● **DÉFIS**
#1 Dans le récit de la chasse à la gazelle, énumérez les animaux que Salah El Tawil a momifiés et conservés dans sa maison du quartier Sayyeda Zeinab.
#2 Condensez sous forme de liste à puces le paragraphe du récit de la chasse à la gazelle qui commence par « Durant une des excursions », en conservant ses faits essentiels.

═══ TEXTE FOURNI

Durant une des excursions où
j’accompagnai Salah El Tawil pour
chasser l’animal, je ne pus poursuivre
avec lui cette expérience, il s’en était fait
un métier également, de sorte qu’il fit
une collection de beaucoup d’animaux
qu’il momifia et gardés dans sa petite
maison quartier Sayyeda Zeinab : des
aigles rares, des loups et des têtes de
gazelles. Cette fois où je l’accompagnai,
c’était pour chasser des gazelles....nous
nous dirigeâmes vers la vallée Dom
située à Aïn Sokhna où vivaient, à ce
moment-là, de nombreux animaux
sauvages. À un endroit, nous restâmes
longtemps jusqu’à l’apparition d’une
gazelle qui marchait d’un pas
nonchalant. Salah El Tawil lança sa
première balle de son fusil à cartouches,
elle atteignit la gazelle dans une de ses
pattes de devant, de sorte qu’elle resta
clouée là où elle était, incapable de
bouger. Salah El Tawil s’apprêta pour la
deuxième balle qui devait mettre à mort
l’animal...Salah El Tawil s’accoutuma à
la cruauté, de sorte que je crus qu’il ne
se souciait plus de sentiments ni
d’affection et qu’il ne distinguait plus
entre la pêche des requins et la chasse
des gazelles. Je trouvé au autre Salah El
Tawil à cet instant-là...il se cloua lui-
aussi à sa place et ne put tirer la
deuxième balle décisive...je contemplai
la scène et jei sus pourquoi : la gazelle
se cloua à sa place et nous regarda, elle
nous lança un regard, comme si elle
nous reprochait en se demandant :
“Pourquoi ?” Nous vîmes une larme
dans ses yeux. Je n’oublie ni ce regard ni
cette larme.

══════
═══ DONNÉES ENREGISTRÉES

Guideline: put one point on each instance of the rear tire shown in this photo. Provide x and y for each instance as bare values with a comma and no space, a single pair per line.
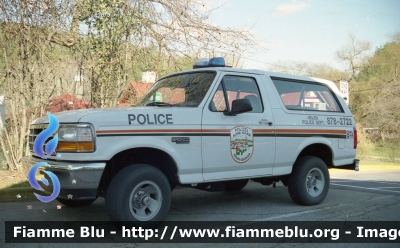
309,181
138,193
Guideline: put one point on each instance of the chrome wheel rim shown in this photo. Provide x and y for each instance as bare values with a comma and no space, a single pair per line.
145,200
315,182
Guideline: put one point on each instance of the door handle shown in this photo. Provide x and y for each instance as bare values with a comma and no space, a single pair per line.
265,121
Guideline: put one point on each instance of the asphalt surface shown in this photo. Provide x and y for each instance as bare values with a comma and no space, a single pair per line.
368,195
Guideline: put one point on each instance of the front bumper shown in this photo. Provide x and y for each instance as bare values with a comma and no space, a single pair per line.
78,180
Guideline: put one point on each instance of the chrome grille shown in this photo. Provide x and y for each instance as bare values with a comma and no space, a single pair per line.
34,132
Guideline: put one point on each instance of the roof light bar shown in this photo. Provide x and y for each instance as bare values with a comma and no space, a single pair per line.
213,62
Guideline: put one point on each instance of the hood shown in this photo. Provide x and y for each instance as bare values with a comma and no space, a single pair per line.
73,116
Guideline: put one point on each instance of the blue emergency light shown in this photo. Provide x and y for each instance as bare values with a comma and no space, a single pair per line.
213,62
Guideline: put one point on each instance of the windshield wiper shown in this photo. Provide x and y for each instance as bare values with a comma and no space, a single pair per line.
159,104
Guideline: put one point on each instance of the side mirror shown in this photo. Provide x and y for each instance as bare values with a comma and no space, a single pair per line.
240,106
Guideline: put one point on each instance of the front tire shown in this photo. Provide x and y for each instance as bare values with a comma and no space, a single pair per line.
138,193
309,181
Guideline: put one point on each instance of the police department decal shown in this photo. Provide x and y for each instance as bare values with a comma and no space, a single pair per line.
241,144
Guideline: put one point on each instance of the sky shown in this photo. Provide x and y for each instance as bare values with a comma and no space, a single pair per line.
308,30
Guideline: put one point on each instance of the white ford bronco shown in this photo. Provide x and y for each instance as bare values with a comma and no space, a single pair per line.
211,128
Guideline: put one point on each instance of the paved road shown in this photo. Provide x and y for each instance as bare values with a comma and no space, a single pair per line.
370,195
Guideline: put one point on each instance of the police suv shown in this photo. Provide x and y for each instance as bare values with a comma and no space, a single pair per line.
211,128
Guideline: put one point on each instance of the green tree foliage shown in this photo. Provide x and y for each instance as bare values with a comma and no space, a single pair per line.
376,96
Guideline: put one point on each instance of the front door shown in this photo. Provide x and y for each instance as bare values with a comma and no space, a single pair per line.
242,145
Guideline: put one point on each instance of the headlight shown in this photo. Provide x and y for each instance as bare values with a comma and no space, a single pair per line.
75,138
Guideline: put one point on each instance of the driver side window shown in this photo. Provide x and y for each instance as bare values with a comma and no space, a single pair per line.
236,87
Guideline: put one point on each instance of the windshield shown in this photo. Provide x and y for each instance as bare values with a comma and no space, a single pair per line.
183,90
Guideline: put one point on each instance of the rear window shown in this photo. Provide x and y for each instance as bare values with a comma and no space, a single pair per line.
300,95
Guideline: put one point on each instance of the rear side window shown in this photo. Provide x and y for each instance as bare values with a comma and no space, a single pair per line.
300,95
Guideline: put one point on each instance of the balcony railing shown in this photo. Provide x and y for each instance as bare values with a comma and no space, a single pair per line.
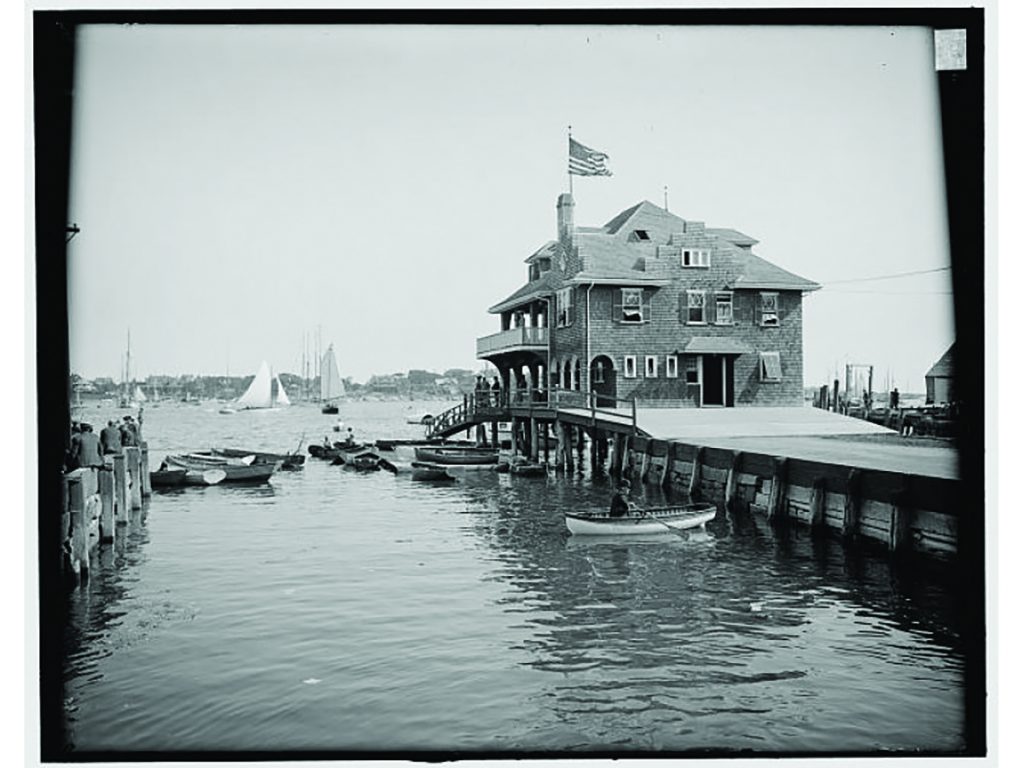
516,338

══════

● **RÉPONSES AUX CONSIGNES**
#1
- des aigles rares
- des loups
- des têtes de gazelles

#2
- Salah El Tawil a fait de la chasse un métier. Il possède une collection d'animaux momifiés dans sa petite maison du quartier Sayyeda Zeinab : des aigles rares, des loups et des têtes de gazelles.
- Pour une chasse à la gazelle, nous nous rendons dans la vallée Dom, à Aïn Sokhna, où vivent alors de nombreux animaux sauvages.
- Après une longue attente, une gazelle apparaît. La première balle de fusil l'atteint à une patte avant et l'immobilise.
- Je croyais Salah El Tawil habitué à la cruauté, au point de ne plus distinguer la pêche des requins de la chasse des gazelles. Pourtant, il se fige à son tour et ne tire pas la deuxième balle, celle qui devait tuer l'animal.
- La gazelle nous regarde comme pour nous reprocher « Pourquoi ? », une larme dans les yeux. Je n'oublie ni ce regard ni cette larme.